Object location annotation data
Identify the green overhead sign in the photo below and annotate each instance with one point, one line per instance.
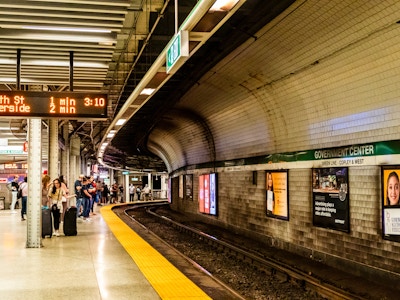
(177, 51)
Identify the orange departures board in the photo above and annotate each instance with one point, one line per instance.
(53, 104)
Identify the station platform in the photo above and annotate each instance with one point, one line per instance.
(106, 260)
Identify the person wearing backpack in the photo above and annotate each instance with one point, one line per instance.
(23, 187)
(14, 193)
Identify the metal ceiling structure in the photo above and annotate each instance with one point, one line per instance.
(113, 44)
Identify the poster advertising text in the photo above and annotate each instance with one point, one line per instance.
(277, 194)
(391, 203)
(331, 198)
(189, 187)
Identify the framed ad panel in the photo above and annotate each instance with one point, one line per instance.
(208, 194)
(189, 187)
(331, 198)
(277, 194)
(390, 202)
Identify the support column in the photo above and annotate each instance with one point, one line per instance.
(126, 188)
(53, 149)
(65, 153)
(34, 210)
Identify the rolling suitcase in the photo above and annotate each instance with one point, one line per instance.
(70, 222)
(47, 224)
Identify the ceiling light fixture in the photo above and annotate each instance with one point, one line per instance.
(223, 5)
(69, 29)
(147, 91)
(120, 122)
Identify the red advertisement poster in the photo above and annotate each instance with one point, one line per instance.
(201, 193)
(207, 194)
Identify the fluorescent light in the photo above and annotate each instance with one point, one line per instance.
(223, 5)
(120, 122)
(70, 29)
(111, 134)
(147, 91)
(62, 63)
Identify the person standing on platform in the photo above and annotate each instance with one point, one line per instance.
(104, 193)
(14, 193)
(146, 192)
(55, 196)
(79, 196)
(114, 193)
(65, 195)
(99, 192)
(138, 192)
(24, 190)
(86, 199)
(45, 190)
(92, 190)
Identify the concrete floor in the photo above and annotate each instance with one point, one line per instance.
(91, 265)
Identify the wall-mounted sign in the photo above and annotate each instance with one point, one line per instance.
(277, 194)
(391, 202)
(208, 194)
(52, 104)
(177, 51)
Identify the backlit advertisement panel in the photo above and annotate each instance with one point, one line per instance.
(331, 198)
(201, 193)
(189, 187)
(277, 200)
(213, 194)
(390, 202)
(208, 194)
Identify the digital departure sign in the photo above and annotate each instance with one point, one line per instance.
(52, 104)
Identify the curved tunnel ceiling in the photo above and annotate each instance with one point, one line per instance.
(313, 78)
(133, 138)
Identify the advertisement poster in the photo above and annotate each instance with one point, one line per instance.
(201, 193)
(213, 194)
(390, 203)
(331, 198)
(189, 187)
(277, 194)
(208, 194)
(169, 190)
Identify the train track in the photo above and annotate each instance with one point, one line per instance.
(277, 269)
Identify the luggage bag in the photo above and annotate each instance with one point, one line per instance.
(47, 224)
(70, 222)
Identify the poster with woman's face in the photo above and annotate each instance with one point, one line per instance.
(391, 202)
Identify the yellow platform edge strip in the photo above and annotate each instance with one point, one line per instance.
(165, 278)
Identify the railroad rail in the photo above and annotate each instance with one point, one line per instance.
(268, 265)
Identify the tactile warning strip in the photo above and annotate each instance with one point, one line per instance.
(167, 280)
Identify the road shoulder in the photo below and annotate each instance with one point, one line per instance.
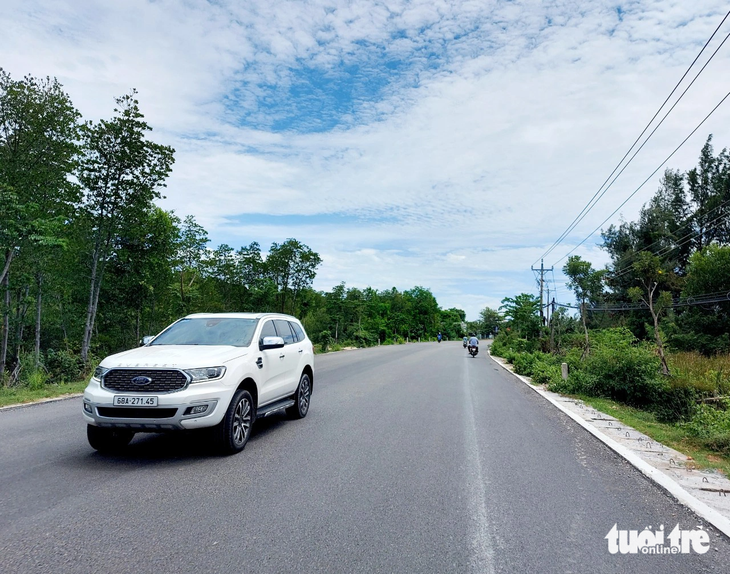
(703, 492)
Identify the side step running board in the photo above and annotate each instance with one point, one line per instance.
(275, 407)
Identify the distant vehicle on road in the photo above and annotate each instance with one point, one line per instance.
(473, 346)
(217, 371)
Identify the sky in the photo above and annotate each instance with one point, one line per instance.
(435, 143)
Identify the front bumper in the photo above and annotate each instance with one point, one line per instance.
(173, 410)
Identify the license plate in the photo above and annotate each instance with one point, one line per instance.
(123, 401)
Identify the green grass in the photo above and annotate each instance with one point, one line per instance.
(22, 394)
(673, 436)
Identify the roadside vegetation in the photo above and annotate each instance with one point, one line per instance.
(648, 337)
(89, 264)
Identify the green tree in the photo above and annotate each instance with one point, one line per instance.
(523, 314)
(587, 284)
(121, 172)
(292, 266)
(38, 131)
(489, 320)
(706, 327)
(649, 269)
(190, 261)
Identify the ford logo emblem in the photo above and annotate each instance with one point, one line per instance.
(141, 381)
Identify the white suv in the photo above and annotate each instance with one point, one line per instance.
(209, 370)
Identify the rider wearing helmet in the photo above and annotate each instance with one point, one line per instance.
(473, 342)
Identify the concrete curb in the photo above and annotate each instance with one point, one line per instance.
(41, 401)
(683, 497)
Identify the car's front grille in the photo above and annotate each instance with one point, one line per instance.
(134, 380)
(132, 413)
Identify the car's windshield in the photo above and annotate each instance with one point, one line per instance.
(209, 331)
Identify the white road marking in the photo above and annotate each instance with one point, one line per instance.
(481, 560)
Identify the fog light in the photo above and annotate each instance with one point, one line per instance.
(196, 410)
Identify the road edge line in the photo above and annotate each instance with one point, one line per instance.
(41, 401)
(657, 476)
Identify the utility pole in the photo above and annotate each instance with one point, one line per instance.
(552, 327)
(542, 272)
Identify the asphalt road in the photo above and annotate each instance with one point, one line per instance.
(414, 458)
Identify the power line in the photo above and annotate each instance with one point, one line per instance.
(591, 203)
(689, 301)
(678, 243)
(646, 180)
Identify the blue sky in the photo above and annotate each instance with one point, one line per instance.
(436, 143)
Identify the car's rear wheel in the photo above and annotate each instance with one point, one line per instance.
(108, 440)
(304, 394)
(233, 432)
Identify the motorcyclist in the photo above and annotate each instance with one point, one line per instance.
(473, 342)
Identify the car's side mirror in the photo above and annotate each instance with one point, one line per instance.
(271, 343)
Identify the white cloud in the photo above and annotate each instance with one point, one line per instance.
(498, 124)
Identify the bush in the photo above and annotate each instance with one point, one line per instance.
(578, 383)
(64, 366)
(710, 422)
(546, 374)
(675, 404)
(720, 443)
(325, 340)
(623, 368)
(524, 363)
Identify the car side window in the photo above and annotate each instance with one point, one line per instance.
(297, 331)
(267, 331)
(284, 331)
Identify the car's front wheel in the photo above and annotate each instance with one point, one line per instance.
(108, 440)
(233, 432)
(304, 394)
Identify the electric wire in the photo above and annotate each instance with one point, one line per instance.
(646, 180)
(682, 241)
(591, 203)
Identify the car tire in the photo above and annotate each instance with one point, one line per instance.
(302, 398)
(108, 440)
(233, 432)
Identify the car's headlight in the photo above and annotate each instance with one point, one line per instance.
(99, 372)
(205, 374)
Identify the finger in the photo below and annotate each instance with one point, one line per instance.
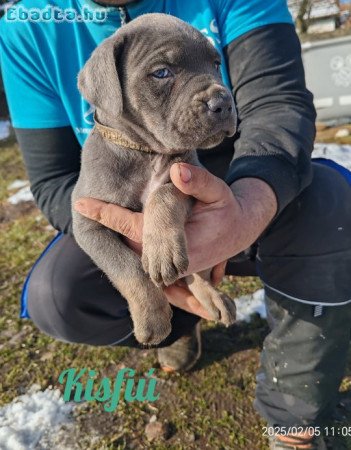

> _Given request_:
Can you update the listing from the line holding "Identify the power" through the end of the listing, inclusive, by replacing "motorcyclist" with "motorbike rider" and leaving everything else unchanged? Leave the pictures out of the answer.

> _Output of the exercise_:
Identify the power line in the photo above and annotate each instance with one point, one line per instance.
(591, 203)
(689, 301)
(678, 243)
(646, 180)
Identify the blue sky in the photo above and annotate each instance with one point, one line per instance.
(436, 143)
Identify the car's rear wheel in the photo above and annotate each instance with one point, one line per instance.
(108, 440)
(304, 394)
(233, 432)
Identify the motorbike rider in the photo above and annotate each instance with one point, one line per instance.
(473, 342)
Identify the car's side mirror in the photo above and annotate each instance with one point, one line per instance.
(271, 343)
Identify the white cloud in the photo above and annotate each instance with one point, one line per instance.
(498, 124)
Identify the bush in the photo above and annotate each instance with one point, one line per instance.
(578, 383)
(64, 366)
(710, 422)
(546, 374)
(675, 404)
(720, 443)
(325, 340)
(623, 368)
(524, 363)
Identify the car side window in the photo above and annotate each instance with one point, one line per instance.
(297, 331)
(267, 331)
(284, 331)
Identify the car's front wheel in the photo above and annotate each instance with one point, one line per instance.
(108, 440)
(233, 432)
(304, 394)
Identify the electric wire in the photo above and annotate each instance with one point, one line per instance.
(646, 180)
(682, 241)
(591, 203)
Identify the car tire in the photo above and annotate each instance with one point, one line per instance.
(302, 398)
(108, 440)
(233, 432)
Identify the car's headlight in the photo above and annotate each instance with one point, one line per instance.
(99, 372)
(205, 374)
Identify the finger in the photo below and annotate each instance with one point, one line per instance.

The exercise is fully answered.